Image object location entries:
━━━━━━━━━━━━━━━━━━━━━━━━━━━━━━
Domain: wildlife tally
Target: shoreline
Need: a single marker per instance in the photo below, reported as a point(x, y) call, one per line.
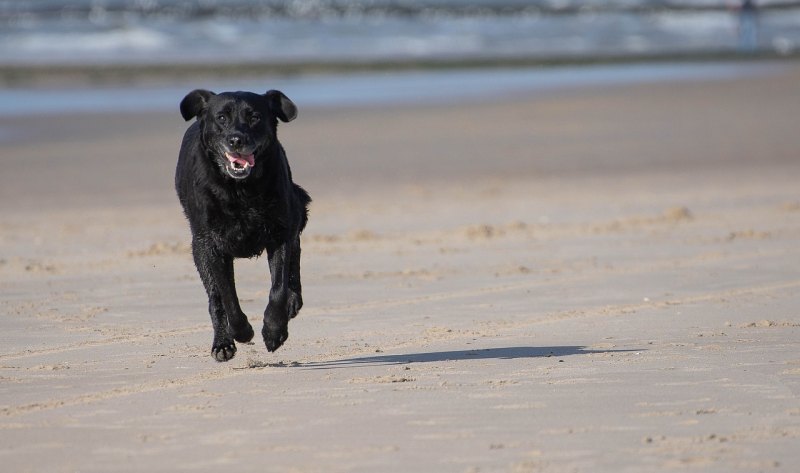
point(38, 76)
point(603, 280)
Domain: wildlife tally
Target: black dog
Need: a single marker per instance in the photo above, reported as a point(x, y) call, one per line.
point(236, 189)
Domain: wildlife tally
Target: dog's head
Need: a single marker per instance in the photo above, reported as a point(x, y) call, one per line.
point(237, 126)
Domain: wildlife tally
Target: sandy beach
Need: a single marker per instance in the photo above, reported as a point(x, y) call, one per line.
point(589, 280)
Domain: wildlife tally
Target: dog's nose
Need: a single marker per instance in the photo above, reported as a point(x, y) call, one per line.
━━━━━━━━━━━━━━━━━━━━━━━━━━━━━━
Reproduce the entries exactly. Do not carry over any picture.

Domain: wildlife tally
Target: shoreline
Need: a single marker per instance in the photo below, reported as a point(x, y) call, one per line.
point(38, 76)
point(603, 280)
Domain: wildlife tally
Target: black dog
Need: a single marker per instance in the photo above, reported as a point(x, y) call, one per line.
point(236, 189)
Domain: wildlife tally
Target: dog's head
Need: a single marker per instance in the photo above, reported as a point(x, y) call, one per line.
point(237, 126)
Domain: wildlife tally
Target: sandy beach
Need: a single marker per instance in the photo above, reported as a point(x, y) call, one per line.
point(589, 280)
Domain: wildlife tally
Target: dog's nose
Need: a single marker per instance in the photo above, reported as a point(x, y) call, one per line.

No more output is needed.